#### Quoted passage
•••

It has been known that H2, that is, molecular hydrogen, has a function for selectively detoxifying a hydroxyl radical .OH of active oxygen that is harmful to the body. In recent years, by taking this function into consideration, a product formed by dissolving a hydrogen gas into water (referred to as “hydrogen water”), an article formed by dissolving a hydrogen gas in an infusion or a storage liquid for use in an infusion treatment, a suction-type device for allowing a hydrogen-mixed gas to be directly taken into the alveoli through breathing, etc. have been utilized.
Among these, with respect the suction-type device for a hydrogen gas, animal experiments or clinical trials have been carried out by using a mixed gas having a hydrogen concentration of less than 4% so that a superior effect for selectively eliminating a hydroxy radical having the highest oxidizing strength of active oxygen generated in the body has been found out. In this case, however, the value of the hydrogen concentration of 4% or less is determined so as to avoid the following ranges from the safety point of view, since with respect to an explosion-hazard range of a hydrogen-mixed gas, an explosion or a combustion tends to occur as a mixed gas when a catching fire point (igniting point) is located between a lower-limit mixed gas ratio of 4.1% and an upper-limit mixed gas ratio of 74.2% in the case of a mixed gas between air and hydrogen, as well as between a lower-limit mixed gas ratio of 4.65% and a higher-limit mixed gas ratio of 93.3% in the case of a mixed gas between oxygen and hydrogen.

•••

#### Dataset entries
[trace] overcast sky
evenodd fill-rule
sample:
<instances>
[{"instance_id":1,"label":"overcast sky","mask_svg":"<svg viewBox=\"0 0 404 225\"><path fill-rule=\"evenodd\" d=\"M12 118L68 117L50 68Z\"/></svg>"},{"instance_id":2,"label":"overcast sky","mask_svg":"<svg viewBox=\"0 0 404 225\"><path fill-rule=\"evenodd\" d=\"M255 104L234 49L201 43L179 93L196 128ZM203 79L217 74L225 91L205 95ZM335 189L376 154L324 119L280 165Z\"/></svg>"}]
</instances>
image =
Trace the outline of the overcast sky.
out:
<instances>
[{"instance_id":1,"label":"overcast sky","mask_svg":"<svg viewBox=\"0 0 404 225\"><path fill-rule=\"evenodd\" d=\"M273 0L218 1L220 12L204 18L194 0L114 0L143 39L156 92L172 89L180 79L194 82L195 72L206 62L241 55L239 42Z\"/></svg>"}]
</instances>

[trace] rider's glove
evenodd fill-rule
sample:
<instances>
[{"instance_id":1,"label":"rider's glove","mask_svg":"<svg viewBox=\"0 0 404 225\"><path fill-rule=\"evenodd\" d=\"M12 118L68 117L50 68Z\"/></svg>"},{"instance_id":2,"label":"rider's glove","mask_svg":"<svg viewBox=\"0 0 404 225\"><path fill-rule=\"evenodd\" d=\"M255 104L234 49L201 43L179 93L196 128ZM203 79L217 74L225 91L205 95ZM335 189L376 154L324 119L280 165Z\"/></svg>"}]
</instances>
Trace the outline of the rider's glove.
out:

•••

#### Activities
1 > In the hydrogen passage, what is the lower-limit mixed gas ratio for an explosion or combustion in a mixture of oxygen and hydrogen?
2 > Reproduce word for word the part of the hydrogen passage that opens with the words containing "It has been" and closes with "have been utilized.".
3 > Write what comes next in the hydrogen passage, picking up after its final sentence.

#### Results of the tasks
1 > 4.65%

2 >
It has been known that H2, that is, molecular hydrogen, has a function for selectively detoxifying a hydroxyl radical .OH of active oxygen that is harmful to the body. In recent years, by taking this function into consideration, a product formed by dissolving a hydrogen gas into water (referred to as “hydrogen water”), an article formed by dissolving a hydrogen gas in an infusion or a storage liquid for use in an infusion treatment, a suction-type device for allowing a hydrogen-mixed gas to be directly taken into the alveoli through breathing, etc. have been utilized.

3 >
Therefore, various suction tests using a hydrogen-mixed gas having a hydrogen gas concentration of less than 4% are carried out in accordance with a disaster-prevention safety standard for preventing an explosion-combustion accident in the industrial field centered on the energy field, and its concentration is not necessarily an optimal value in the human body, and there are still unexplored fields left in the aspects of animal experiments, clinical tests or actual treatments and preventions of various diseases so as to confirm the possibility of various functional effects by the application of a hydrogen-mixed gas exceeding the concentration of 4%, and this implicit limitation of 4% or less has caused one reason of intervening the progress of medicine.
Moreover, in the case of a device disclosed by JP-A No. 2009-5881 that is supposed to desirably set the hydrogen gas concentration to be sucked, the device fails to ensure an oxygen partial pressure of 21% in concentration required for daily breathing of a human body, and if the hydrogen concentration is set to 30% in the device of JP-A No. 2009-5881, oxygen needs to be obtained from the rest of 70% of air, with the result that the total oxygen concentration becomes an oxygen concentration of about 14.7%, which is lower than the lower limit value of an oxygen concentration required for the human body or lower than the lower limit value of the safety standard of 18%, causing suffocation due to lack of oxygen. Moreover, no safety measures have been taken into consideration against the fact that the explosion lower limit concentration of hydrogen gas is exceeded, with the result that if a discharge is generated in the periphery of the corresponding portion due to static electricity or the like, there is a risk of an explosion-combustion accident; therefore, the device of JP-A No. 2009-5881 is considered to be unfinished as a practical device.
Furthermore, another method has been utilized in which as one of folk remedies, a mixed gas having 66% of hydrogen and 33% of oxygen obtained by electrolyzing water is sucked from nostrils by using a cannula; however, the hydrogen gas concentration of 66% corresponds to a concentration inside the introduction tube from a supply side to the nostril cannula, with the result that the hydrogen gas is actually mixed with ambient air so that the hydrogen gas actually sucked from the nostrils into the bronchi has a hydrogen gas concentration of 4% or less, and on the assumption from its flowing rate, the hydrogen gas concentration is normally less than 1% in most cases.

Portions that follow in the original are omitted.